[Source records]

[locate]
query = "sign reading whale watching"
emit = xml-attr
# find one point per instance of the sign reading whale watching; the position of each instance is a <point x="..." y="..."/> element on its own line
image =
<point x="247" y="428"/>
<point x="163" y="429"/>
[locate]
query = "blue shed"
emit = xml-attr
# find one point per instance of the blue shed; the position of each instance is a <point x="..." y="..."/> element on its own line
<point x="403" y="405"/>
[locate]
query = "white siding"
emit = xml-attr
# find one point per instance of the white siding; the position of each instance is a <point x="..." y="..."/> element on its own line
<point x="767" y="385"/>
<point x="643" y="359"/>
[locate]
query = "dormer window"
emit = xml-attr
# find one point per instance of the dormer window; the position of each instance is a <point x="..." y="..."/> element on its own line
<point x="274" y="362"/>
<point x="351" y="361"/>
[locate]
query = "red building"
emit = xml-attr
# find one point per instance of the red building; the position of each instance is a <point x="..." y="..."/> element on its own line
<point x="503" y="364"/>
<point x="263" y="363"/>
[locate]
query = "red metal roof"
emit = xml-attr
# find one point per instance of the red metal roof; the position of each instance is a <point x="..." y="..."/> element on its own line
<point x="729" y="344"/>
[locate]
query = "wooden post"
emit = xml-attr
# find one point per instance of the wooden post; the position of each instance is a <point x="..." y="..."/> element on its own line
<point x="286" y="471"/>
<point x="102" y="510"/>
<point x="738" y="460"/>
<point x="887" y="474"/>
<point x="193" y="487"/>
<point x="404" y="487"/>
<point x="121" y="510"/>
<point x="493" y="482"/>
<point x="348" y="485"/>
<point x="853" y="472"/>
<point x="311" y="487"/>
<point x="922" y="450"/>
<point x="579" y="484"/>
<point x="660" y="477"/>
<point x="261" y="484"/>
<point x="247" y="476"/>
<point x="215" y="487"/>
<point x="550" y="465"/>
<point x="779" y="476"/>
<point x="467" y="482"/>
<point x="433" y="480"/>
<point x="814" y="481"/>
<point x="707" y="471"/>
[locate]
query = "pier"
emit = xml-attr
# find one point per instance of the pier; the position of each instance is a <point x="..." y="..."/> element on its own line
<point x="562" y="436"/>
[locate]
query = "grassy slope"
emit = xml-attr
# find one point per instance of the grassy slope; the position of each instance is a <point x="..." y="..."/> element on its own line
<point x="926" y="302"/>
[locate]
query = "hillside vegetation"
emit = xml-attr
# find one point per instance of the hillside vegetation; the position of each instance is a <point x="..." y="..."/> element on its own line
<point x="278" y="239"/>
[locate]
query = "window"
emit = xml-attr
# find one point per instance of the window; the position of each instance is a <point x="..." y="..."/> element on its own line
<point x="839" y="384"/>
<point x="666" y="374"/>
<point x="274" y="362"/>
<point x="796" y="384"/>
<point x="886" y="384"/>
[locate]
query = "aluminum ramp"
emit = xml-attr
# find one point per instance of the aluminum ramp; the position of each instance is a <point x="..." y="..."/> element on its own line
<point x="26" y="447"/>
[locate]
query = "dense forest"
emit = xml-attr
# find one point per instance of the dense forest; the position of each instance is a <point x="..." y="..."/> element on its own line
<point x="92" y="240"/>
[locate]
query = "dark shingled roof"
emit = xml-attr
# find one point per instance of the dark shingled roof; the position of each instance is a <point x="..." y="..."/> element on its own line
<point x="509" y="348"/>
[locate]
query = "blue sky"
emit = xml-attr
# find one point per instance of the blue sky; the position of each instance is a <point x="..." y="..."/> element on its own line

_CHALLENGE_. Copy every record above exactly as it appears.

_FINISHED ANSWER_.
[locate]
query = "sign reading whale watching"
emit = xml-attr
# find one point per instance of the sign reading whale watching; the position of each instance is a <point x="..." y="..."/> element on its own line
image =
<point x="247" y="428"/>
<point x="163" y="429"/>
[locate]
query = "blue shed"
emit = xml-attr
# find one point per instance of the blue shed; the position of each instance is a <point x="..." y="..."/> element on its own line
<point x="403" y="405"/>
[locate]
query = "white siding"
emit = xml-attr
# find one point per instance of the white siding; the position of each instance is a <point x="..." y="..."/> element on its own line
<point x="767" y="385"/>
<point x="643" y="359"/>
[locate]
query = "dormer window"
emit = xml-attr
# find one point per instance of the dormer window; the position of each instance is a <point x="..." y="..."/> element on its own line
<point x="274" y="362"/>
<point x="351" y="361"/>
[locate]
query = "red building"
emit = xml-attr
# find one point per instance of the red building; the position of each instance is a <point x="..." y="..."/> element on its own line
<point x="503" y="364"/>
<point x="263" y="363"/>
[locate]
query = "red metal roof"
emit = xml-attr
# find one point per instance of the red metal roof; the position of each instance is a <point x="..." y="..."/> element on its own line
<point x="729" y="344"/>
[locate]
query = "wooden post"
emit = xml-attr
# find one point per instance of the wooden post; the position of each instance is a <point x="..." y="..."/> element on its own line
<point x="286" y="471"/>
<point x="102" y="510"/>
<point x="738" y="460"/>
<point x="887" y="474"/>
<point x="193" y="487"/>
<point x="404" y="487"/>
<point x="121" y="510"/>
<point x="493" y="482"/>
<point x="348" y="485"/>
<point x="853" y="472"/>
<point x="311" y="487"/>
<point x="922" y="450"/>
<point x="579" y="484"/>
<point x="660" y="477"/>
<point x="261" y="484"/>
<point x="247" y="476"/>
<point x="215" y="487"/>
<point x="550" y="465"/>
<point x="779" y="476"/>
<point x="467" y="482"/>
<point x="433" y="480"/>
<point x="814" y="481"/>
<point x="707" y="471"/>
[locate]
query = "pier"
emit = xml-attr
# find one point per instance of the pier; the position of each instance is a <point x="..." y="..."/> element on its own line
<point x="562" y="436"/>
[locate]
query = "grassy slope"
emit = xml-attr
# find one point per instance of the grassy slope; the position of each instance is a <point x="..." y="..."/> element on its own line
<point x="926" y="302"/>
[locate]
query = "hillside vegetation"
emit = xml-attr
# find one point per instance of the hillside vegetation; the position of each instance is a <point x="..." y="..."/> element on its own line
<point x="278" y="239"/>
[locate]
query = "window"
emit = xml-attr
# find one point per instance of the window; the position of each instance is a <point x="..." y="..."/> element on its own line
<point x="839" y="384"/>
<point x="666" y="374"/>
<point x="274" y="362"/>
<point x="796" y="384"/>
<point x="886" y="384"/>
[locate]
query = "aluminum ramp"
emit = xml-attr
# find one point per instance of the aluminum ramp; the position of each instance is a <point x="..." y="..."/> element on its own line
<point x="26" y="447"/>
[locate]
query = "dense forest"
emit = xml-attr
# find one point per instance of the dense forest; the position of each instance is a <point x="..." y="..."/> element on its own line
<point x="92" y="240"/>
[locate]
query = "dark shingled roof"
emit = xml-attr
# find one point per instance of the dark shingled roof; the position of each instance is a <point x="..." y="..."/> element on its own line
<point x="509" y="348"/>
[locate]
query = "blue sky"
emit = xml-attr
# find one point per instance of the blue sky; the position of each instance is a <point x="..." y="..."/> element on its own line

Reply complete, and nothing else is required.